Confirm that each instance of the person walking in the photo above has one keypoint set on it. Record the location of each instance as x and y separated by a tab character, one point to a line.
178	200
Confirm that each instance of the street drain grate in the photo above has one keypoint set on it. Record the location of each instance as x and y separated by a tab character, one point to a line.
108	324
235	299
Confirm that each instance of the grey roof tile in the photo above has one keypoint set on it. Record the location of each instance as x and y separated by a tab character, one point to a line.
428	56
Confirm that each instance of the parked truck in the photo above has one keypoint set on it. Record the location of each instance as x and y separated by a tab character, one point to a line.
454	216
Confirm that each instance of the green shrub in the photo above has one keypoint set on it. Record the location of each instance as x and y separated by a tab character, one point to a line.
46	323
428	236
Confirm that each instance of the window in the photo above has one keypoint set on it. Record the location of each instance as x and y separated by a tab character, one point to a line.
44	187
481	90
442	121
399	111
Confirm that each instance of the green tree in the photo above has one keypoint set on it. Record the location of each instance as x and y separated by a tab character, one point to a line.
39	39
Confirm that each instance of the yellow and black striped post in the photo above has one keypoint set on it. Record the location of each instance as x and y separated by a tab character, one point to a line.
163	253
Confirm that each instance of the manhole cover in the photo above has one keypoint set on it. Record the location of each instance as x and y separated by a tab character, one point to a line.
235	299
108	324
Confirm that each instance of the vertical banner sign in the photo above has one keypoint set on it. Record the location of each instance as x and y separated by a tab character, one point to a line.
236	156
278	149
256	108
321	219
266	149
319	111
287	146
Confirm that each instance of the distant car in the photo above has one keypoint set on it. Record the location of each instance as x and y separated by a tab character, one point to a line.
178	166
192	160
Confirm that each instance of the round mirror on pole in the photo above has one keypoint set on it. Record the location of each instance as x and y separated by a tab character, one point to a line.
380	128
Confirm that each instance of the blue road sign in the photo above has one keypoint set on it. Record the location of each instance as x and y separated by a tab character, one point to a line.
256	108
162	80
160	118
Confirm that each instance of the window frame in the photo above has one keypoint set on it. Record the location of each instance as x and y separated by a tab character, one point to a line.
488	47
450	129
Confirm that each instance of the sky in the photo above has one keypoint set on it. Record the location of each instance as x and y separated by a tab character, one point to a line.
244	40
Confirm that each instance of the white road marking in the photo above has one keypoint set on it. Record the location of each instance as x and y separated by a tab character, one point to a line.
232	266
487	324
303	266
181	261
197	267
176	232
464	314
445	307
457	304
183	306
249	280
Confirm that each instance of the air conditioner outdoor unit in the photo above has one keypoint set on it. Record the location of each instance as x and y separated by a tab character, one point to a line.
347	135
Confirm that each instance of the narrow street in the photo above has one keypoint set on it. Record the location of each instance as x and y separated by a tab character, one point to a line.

> **WHAT THIS TASK INVOLVES**:
Copy every line of the listing above exactly.

> **RESPONSE AREA**:
Confirm that each instance of the person walking in the photo above has one keypoint set on it. Record the location of each instance as x and y separated by a tab character, one point to a line.
178	200
Confirm that each instance of the street drain grate in the photo above has one keypoint set on it. Record the location of each instance as x and y separated by a tab character, one point to a line.
108	324
235	299
Confirm that each instance of the grey roof tile in the photo above has one keypoint set on it. Record the location of each instance as x and y separated by a tab character, one point to a line.
428	56
Confirm that each instance of the parked truck in the photo above has one keypoint set on it. Record the location of each instance as x and y separated by a tab character, one point to a line.
454	216
Confirm that each instance of the green shrub in the photo above has one keypoint set on it. Record the location of each instance as x and y separated by a tab character, one point to a line.
46	323
428	236
Confirm that each instance of the window in the photo above has one keypoint set on it. Record the location of each instance as x and y separated by a tab character, one point to a line.
44	187
481	90
442	121
399	111
Confirm that each instance of the green tree in the photo above has one keypoint set on it. Record the location of each instance as x and y separated by a tab character, one point to a line.
39	39
Confirm that each instance of the yellow and black striped post in the photo above has one keypoint set on it. Record the location of each instance as x and y separated by a tab character, one point to a line.
163	253
Confirm that each instance of the manhole cover in the photo above has one keypoint set on it. Record the location of each instance as x and y separated by a tab character, one point to a line.
235	299
108	324
Confirm that each instance of the vertical banner sign in the photo above has one keypoint set on it. Record the location of each instance as x and y separated by a tab character, one point to a line.
236	156
278	149
256	108
321	219
266	149
319	111
287	146
Confirm that each instance of the distant car in the photo above has one keypoint set on it. Record the location of each instance as x and y separated by a tab character, one point to a line.
178	166
192	160
Confirm that each instance of the round mirror on pole in the photo above has one keypoint set on it. Record the location of each instance as x and y separated by a tab character, one point to a line.
380	128
Confirm that each instance of the blue road sign in the photo above has one keypoint set on it. Record the location of each instance as x and y separated by a tab character, one point to a line.
256	108
162	80
160	118
Confirm that each instance of the window frame in the photo above has one keypoint set on it. Record the location of each instance as x and y separated by a tab character, one point to a line.
488	47
450	129
Confirm that each instance of the sky in the photo above has one keypoint set on it. Record the location of each instance as x and y separated by a tab character, one point to a line.
244	40
Confirm that each instance of the white road marking in the photo above has one keypoint set on it. Record the location of each instance as x and y separated by a tab character, one point to a line.
232	266
487	324
303	266
181	261
197	267
176	232
464	314
445	307
457	304
183	306
249	280
Confirm that each instance of the air conditioner outdoor unit in the photo above has one keypoint set on it. Record the location of each instance as x and y separated by a tab character, one point to a line.
347	135
Confirm that each instance of the narrow street in the photo above has one keypoint set on it. Record the location of each instance as x and y separated by a tab character, one point to a line.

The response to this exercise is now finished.